→ Exercise aim: The data should be duplicated exactly, with every word kept as it is.

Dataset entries
-- Opening Marker --

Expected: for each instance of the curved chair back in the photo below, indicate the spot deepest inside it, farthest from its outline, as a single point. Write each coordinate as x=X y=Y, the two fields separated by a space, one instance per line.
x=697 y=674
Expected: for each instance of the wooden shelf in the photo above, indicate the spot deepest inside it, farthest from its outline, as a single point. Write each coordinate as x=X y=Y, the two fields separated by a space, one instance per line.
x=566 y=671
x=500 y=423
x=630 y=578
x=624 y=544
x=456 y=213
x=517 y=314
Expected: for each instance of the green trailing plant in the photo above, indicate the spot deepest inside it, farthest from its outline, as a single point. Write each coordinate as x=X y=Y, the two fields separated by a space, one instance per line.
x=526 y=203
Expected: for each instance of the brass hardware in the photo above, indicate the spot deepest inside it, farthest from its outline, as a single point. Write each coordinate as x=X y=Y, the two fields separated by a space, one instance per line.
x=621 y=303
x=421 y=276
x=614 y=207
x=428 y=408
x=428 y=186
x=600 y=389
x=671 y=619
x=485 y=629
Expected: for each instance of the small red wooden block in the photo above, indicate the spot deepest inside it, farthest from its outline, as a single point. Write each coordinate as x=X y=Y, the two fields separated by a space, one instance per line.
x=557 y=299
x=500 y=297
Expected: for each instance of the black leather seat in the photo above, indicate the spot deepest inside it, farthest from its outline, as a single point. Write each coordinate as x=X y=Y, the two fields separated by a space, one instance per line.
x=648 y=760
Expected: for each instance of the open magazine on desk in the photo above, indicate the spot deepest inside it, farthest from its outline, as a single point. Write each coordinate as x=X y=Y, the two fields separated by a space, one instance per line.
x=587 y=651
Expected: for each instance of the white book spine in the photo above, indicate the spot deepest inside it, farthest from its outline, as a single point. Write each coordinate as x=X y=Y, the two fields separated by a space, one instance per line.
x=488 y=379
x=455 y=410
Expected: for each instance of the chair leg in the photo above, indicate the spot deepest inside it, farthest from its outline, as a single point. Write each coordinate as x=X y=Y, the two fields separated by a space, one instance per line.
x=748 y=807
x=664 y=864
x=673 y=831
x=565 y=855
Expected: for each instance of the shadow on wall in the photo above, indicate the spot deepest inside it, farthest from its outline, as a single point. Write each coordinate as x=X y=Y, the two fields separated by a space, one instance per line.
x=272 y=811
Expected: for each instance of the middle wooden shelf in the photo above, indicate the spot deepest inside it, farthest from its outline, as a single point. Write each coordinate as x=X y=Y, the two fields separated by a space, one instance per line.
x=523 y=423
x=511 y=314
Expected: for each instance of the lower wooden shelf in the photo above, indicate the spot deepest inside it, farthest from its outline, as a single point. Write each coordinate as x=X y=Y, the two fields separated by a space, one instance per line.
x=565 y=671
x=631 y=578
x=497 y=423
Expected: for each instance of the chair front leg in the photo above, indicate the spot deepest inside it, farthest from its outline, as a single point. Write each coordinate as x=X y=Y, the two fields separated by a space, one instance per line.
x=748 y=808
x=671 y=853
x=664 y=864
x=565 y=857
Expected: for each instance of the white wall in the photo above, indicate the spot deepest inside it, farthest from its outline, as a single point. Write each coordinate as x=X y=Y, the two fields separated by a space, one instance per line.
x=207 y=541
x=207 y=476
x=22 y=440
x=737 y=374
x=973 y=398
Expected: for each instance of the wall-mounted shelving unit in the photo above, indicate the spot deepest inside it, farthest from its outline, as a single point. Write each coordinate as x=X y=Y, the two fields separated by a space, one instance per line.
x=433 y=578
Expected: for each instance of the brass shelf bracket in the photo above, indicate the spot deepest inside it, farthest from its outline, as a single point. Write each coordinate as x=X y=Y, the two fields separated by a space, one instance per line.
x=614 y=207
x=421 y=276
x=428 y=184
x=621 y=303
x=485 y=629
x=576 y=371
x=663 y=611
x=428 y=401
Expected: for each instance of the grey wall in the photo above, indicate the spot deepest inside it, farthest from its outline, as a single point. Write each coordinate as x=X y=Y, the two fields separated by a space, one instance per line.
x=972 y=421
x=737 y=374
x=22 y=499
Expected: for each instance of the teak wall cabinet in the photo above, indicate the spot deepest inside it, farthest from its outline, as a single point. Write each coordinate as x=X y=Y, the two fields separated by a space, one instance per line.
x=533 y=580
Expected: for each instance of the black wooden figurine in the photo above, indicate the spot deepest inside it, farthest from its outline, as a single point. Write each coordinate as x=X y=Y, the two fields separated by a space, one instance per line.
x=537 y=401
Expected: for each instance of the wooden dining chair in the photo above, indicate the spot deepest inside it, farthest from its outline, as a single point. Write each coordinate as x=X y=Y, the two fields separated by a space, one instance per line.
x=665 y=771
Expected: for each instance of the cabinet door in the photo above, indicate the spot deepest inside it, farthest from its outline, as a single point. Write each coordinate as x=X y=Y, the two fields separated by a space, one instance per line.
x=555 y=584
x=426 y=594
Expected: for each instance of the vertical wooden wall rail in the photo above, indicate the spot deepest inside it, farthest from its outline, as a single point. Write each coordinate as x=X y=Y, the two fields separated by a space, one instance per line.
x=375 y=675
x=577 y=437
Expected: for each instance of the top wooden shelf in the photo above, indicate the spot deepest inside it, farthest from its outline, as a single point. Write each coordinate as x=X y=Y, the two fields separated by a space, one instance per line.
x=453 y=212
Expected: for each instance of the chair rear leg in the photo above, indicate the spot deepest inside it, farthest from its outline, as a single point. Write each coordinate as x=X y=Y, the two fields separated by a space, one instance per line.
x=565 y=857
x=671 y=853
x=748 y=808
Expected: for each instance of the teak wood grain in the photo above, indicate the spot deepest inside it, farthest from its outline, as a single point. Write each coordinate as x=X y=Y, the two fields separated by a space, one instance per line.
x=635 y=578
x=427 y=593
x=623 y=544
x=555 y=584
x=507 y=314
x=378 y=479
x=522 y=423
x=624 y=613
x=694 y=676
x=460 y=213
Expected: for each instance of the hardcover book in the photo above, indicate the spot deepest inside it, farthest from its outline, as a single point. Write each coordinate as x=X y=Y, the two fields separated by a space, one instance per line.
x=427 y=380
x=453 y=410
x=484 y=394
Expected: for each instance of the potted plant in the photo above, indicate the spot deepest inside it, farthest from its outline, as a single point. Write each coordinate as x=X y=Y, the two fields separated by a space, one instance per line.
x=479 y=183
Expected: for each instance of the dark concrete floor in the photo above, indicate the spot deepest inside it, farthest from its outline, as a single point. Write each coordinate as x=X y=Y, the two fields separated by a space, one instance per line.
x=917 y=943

-- Closing Marker --

→ Response to this exercise:
Expected: for each instance of the curved chair back in the photo below, indicate the spot deepest inside it, farthest from its outline, as a single point. Write each coordinate as x=X y=Y, the two fields separated by a space, one instance per line.
x=697 y=674
Expected: for each instance of the wooden shelf in the photo above, indicate the spot deepest inside it, farthest from its outline, as a single point. Write each coordinate as x=X y=Y, the two fields separated by a space, one instance per line.
x=566 y=671
x=500 y=423
x=630 y=578
x=624 y=544
x=456 y=213
x=517 y=314
Expected: for each instance of the green trailing plant in the photo above, indicate the spot deepest inside it, farthest from its outline, as a single point. Write each coordinate as x=X y=Y, the two fields separated by a space, one instance per line.
x=526 y=203
Expected: for each instance of the brass hardware in the photo above, indicate the spot deepest inside it, farthest from its outline, as a single point. Write each coordinate as x=X y=Y, the two fields separated by a space, one instance per line.
x=621 y=303
x=421 y=276
x=614 y=207
x=428 y=408
x=428 y=186
x=600 y=389
x=671 y=619
x=485 y=629
Expected: for each instance of the small red wooden block in the photo above, indicate the spot deepest inside it, farthest from its outline, as a single point. Write each coordinate as x=X y=Y, the two fields separated by a space, one instance per line.
x=557 y=299
x=500 y=297
Expected: for each instance of the black leather seat in the photo above, indicate the spot deepest inside it, farthest from its outline, as a single point. Write each coordinate as x=X y=Y, the two fields separated by a space, one instance per line.
x=648 y=760
Expected: for each instance of the open magazine on desk in the photo above, indicate the spot deepest inside it, farthest from its outline, as a single point. Write each coordinate as x=X y=Y, the two fields separated by a space, one instance per line.
x=587 y=651
Expected: for each instance of the white book spine in the photo above, indicate the spot deepest inside it, farthest from its outline, as a single point. Write each coordinate as x=X y=Y, the two fields separated by a space, one instance per line.
x=488 y=379
x=455 y=410
Expected: for each instance of the chair leg in the photo above, indicate the spot deepest inside it, farthest from its outline, as a single point. Write each coordinate as x=X y=Y, the two fields separated by a space, one instance per line.
x=748 y=807
x=664 y=864
x=673 y=831
x=565 y=855
Expected: for each instance of the shadow on wall in the photo above, indicate the spot deepest inside it, farthest from its outline, as a single point. Write each coordinate as x=X y=Y, the two fields separated by a space, one instance per line.
x=272 y=811
Expected: for each instance of the middle wooden shelf in the photo above, indicate the spot deepest inside it, farthest from its outline, as a single point. Write each coordinate as x=X y=Y, the two fields separated by a space, one instance per line.
x=523 y=423
x=511 y=314
Expected: for each instance of the lower wooden shelf in the photo above, indicate the spot deepest inside it, farthest from its outline, as a single point. Write each coordinate as x=X y=Y, the two fields separated by a space, one instance per line.
x=565 y=671
x=631 y=578
x=497 y=423
Expected: for each instance of the chair front leg in the photo above, indicate the spot deepest inside it, farthest from its outline, as a single point. Write each coordinate as x=X y=Y, the two fields separated by a space, one instance per line.
x=748 y=808
x=671 y=853
x=664 y=864
x=565 y=857
Expected: for each instance of the white wall in the photo above, indicate the spot deepest inside it, farthest from its outline, as a single point. Write each coordinate as x=X y=Y, the two fields separated by a space, one instance per line.
x=207 y=541
x=207 y=476
x=22 y=440
x=737 y=374
x=973 y=398
Expected: for each instance of the wall-mounted shelving unit in the photo above, indicate the spot deepest inside it, farthest from its outline, as a single point. Write each coordinate as x=X y=Y, the two fields separated by a space, one instance per line.
x=433 y=578
Expected: for each instance of the brass shelf bracket in the photo above, indicate the spot deepest inside it, farthest from its outline, as a single point. Write each coordinate as x=X y=Y, the two fields separated by a space, one instance per line.
x=614 y=207
x=421 y=276
x=428 y=184
x=621 y=303
x=485 y=629
x=576 y=371
x=663 y=611
x=428 y=401
Expected: for each instance of the grey wall in the photo above, indicate the spot deepest inside it, farthest from its outline, as a single point. Write each coordinate as x=X y=Y, the two fields separated by a space, one instance per line.
x=972 y=421
x=737 y=374
x=22 y=499
Expected: for each instance of the teak wall cabinet in the photo above, indicate the spot deepest inside it, farthest from its outline, as a single point. Write each coordinate as x=X y=Y, the two fields separated by a space, one instance per line.
x=533 y=580
Expected: for each instance of the black wooden figurine in the photo above, indicate the spot deepest inside it, farthest from its outline, as a single point. Write each coordinate as x=X y=Y, the two fields separated by a space, one instance per line.
x=537 y=401
Expected: for each instance of the wooden dining chair in the photo above, indicate the spot deepest inside it, farthest from its outline, as a single point. Write each coordinate as x=X y=Y, the two fields separated by a space, one instance per line.
x=665 y=771
Expected: for each instance of the cabinet door in the photo above, indicate the spot deepest inside it, farthest from its outline, as a single point. Write each coordinate as x=X y=Y, the two fields separated by a space, one instance per line.
x=555 y=584
x=426 y=594
Expected: for each instance of the vertical wooden wall rail in the photo above, indicate the spot deepest inside it, farthest from its outline, as a single point. Write each coordinate as x=X y=Y, the two fields separated by a space, one instance per line.
x=375 y=675
x=577 y=437
Expected: for each instance of the top wooden shelf in the photo above, indicate the spot deepest inside it, farthest from its outline, as a single point. Write each coordinate as x=X y=Y, the two fields separated by a space, one instance per line.
x=453 y=212
Expected: for each instance of the chair rear leg in the photo above, indicate the spot deepest inside it, farthest from its outline, as a single point. Write each coordinate as x=X y=Y, the two fields separated by a space, one instance per line.
x=565 y=857
x=671 y=853
x=748 y=808
Expected: for each instance of the teak wood grain in the photo above, indicate the spot deepest inside it, farthest from its outline, as a single point. Write each coordinate as x=X y=Y, the two fields separated by a space, one instance per line.
x=635 y=578
x=427 y=593
x=623 y=544
x=555 y=584
x=507 y=314
x=378 y=479
x=522 y=423
x=624 y=613
x=694 y=676
x=460 y=213
Expected: for each instance of the hardcover book in the photo above, indicate the spot deepest inside it, farthest from its outline, as a single point. Write each coordinate as x=X y=Y, the two fields separated by a space, one instance per line.
x=427 y=380
x=453 y=410
x=484 y=394
Expected: for each instance of the potted plant in the photo above, indicate the spot deepest inside it, farthest from its outline, as a single point. Write each coordinate as x=X y=Y, the two fields separated by a space, one instance per line.
x=479 y=183
Expected: for each instance of the dark concrete floor in the photo above, indicate the spot deepest inside it, farthest from its outline, as a single point. Write each coordinate as x=X y=Y, the two fields separated by a space, one instance per line.
x=917 y=943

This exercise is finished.